- **VORGEGEBENER TEXT**
****

Ganz kurz noch zu meinem Lieblingspferd "Lena": ich brachte es dann noch fertig, sie selbst zu trainieren, bildete sie selbst aus, konnte mich 1997 für die Europa Championship der AQHA in Kreuth qualifizieren und belegte mit meinem 4-jährigen Pferd den 8. Platz im Finale.

Ich hatte das richtige Feeling für dieses Pferd und beschloß, es mit in die Staaten zu nehmen, zurück in ihre Heimat. Und da meine Frau ihre Stute Czarina unter keinen Umständen in Deutschland lassen wollte, nahmen wir also beide Pferde mit. Es stellte sich sehr bald heraus, dass es kein Fehler war, denn durch die Reiterei fanden wir schnell Anschluß in unserer neuen Heimat.

Im März 1998 siedelte ich total um. Wir verkauften in Deutschland alles. Also keine Brücke mehr zurück zur alten Heimat und wir haben beide die Herausforderung angenommen, alles zu ändern, das Land, die Kultur, die Sprache, das Leben und die Reitweise.

Wieder zurück zu "Lena": als ich in Oregon war besuchte ich verschiedene Shows suchte mir einen guten Trainer, nahm mehrmals in der Woche Unterricht an den Rindern, am Critter oder an der mechanical Cow und im Juli nahm ich mit "Lena" an meiner ersten Show teil. Nachdem die Teilnehmer immer zwischen 80 und 100 Reitern waren, war es mir ehrlich etwas mulmig. Es hat sich auch recht schnell herumgesprochen, daß ein "German" im wirklich urtümlichen Sport in Amerika reitet und wenn der "German" an der Reihe war wurde es immer ganz still, denn jeder wollte sehen was der "German" macht. Doch ich hatte Glück und bekam bei meinem ersten Start in den USA einen 73er Score und gewann meine erste Prüfung und erreichte in den Championship in Oregon den 3. Platz am Ende dieser für mich wirklich einmaligen Saison.

****

- **BEREITGESTELLTE EINTRÄGE**
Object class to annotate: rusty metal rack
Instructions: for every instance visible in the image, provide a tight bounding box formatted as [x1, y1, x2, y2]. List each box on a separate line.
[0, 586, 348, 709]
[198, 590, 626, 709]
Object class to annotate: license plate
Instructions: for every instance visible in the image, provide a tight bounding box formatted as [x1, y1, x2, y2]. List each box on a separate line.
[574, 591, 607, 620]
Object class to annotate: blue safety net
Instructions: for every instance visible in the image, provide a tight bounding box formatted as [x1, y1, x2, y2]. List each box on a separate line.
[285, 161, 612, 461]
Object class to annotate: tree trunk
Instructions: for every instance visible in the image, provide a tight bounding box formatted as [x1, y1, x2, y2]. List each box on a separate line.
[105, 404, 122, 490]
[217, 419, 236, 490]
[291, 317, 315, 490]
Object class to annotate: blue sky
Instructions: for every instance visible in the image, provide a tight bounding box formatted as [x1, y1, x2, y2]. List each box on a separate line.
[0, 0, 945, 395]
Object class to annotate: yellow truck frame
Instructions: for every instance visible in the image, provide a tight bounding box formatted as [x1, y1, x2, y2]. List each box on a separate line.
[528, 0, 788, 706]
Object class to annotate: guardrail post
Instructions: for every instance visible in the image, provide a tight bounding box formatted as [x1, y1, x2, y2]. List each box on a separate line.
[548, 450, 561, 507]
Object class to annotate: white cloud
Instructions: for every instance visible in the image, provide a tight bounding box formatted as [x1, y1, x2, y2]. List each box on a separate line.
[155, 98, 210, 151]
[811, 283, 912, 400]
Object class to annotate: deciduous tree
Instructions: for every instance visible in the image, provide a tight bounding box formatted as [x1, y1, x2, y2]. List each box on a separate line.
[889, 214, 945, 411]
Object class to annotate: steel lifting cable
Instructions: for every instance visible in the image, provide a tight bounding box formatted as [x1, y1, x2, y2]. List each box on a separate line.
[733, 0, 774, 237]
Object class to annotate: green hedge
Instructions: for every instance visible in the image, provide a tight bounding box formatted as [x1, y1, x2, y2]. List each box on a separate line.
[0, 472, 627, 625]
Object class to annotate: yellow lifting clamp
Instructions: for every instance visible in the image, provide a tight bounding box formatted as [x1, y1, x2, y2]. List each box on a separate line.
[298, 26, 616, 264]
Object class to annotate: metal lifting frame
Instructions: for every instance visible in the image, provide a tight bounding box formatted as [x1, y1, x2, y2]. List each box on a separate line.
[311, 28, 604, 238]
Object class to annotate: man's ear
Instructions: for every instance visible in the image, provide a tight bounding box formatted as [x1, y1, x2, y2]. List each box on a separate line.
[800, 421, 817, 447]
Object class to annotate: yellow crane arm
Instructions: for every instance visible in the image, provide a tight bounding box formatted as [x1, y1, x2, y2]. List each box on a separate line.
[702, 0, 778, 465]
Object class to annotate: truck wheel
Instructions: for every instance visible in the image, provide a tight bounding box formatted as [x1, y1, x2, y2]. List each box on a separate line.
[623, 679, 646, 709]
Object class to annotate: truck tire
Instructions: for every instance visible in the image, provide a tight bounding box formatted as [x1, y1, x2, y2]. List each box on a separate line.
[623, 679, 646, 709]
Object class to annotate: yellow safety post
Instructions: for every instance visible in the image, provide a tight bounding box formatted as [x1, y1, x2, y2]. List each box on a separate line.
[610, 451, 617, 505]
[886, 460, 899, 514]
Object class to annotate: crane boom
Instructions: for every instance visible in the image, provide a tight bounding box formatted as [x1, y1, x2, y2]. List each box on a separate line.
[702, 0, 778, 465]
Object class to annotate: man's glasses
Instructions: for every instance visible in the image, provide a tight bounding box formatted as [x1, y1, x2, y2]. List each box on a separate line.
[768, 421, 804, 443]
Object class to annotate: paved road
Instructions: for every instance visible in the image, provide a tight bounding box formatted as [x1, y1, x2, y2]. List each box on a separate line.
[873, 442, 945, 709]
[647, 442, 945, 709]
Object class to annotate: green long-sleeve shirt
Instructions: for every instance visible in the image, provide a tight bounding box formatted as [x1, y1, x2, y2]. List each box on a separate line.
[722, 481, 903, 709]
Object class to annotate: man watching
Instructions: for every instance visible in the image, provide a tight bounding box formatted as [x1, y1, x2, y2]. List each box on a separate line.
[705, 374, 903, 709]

****

- **AUFGABEN ZUM TEXT**
1 - Stimmen die Aussagen (a) bis (c) mit dem Text über das Pferd Lena überein? Antworten Sie jeweils mit Ja oder Nein und zitieren Sie die entscheidenden Worte des Textes wörtlich.
(a) Mit Lena wurde bei der Europa Championship der AQHA in Kreuth im Finale der 8. Platz belegt.
(b) Die Stute Czarina blieb in Deutschland zurück.
(c) Beim ersten Start in den USA gab es einen Score von 73.
2 - Schreiben Sie aus dem Text über das Pferd Lena die Stelle von „Im März 1998“ bis „und die Reitweise.“ wortgetreu ab.
Die Einträge sind eigenständiges Material und gehören nicht zum Text.

- **LÖSUNGEN ZUR ÜBUNG**
1 -
(a) Ja: „konnte mich 1997 für die Europa Championship der AQHA in Kreuth qualifizieren und belegte mit meinem 4-jährigen Pferd den 8. Platz im Finale“
(b) Nein: „nahmen wir also beide Pferde mit“
(c) Ja: „bekam bei meinem ersten Start in den USA einen 73er Score“

2 -
Im März 1998 siedelte ich total um. Wir verkauften in Deutschland alles. Also keine Brücke mehr zurück zur alten Heimat und wir haben beide die Herausforderung angenommen, alles zu ändern, das Land, die Kultur, die Sprache, das Leben und die Reitweise.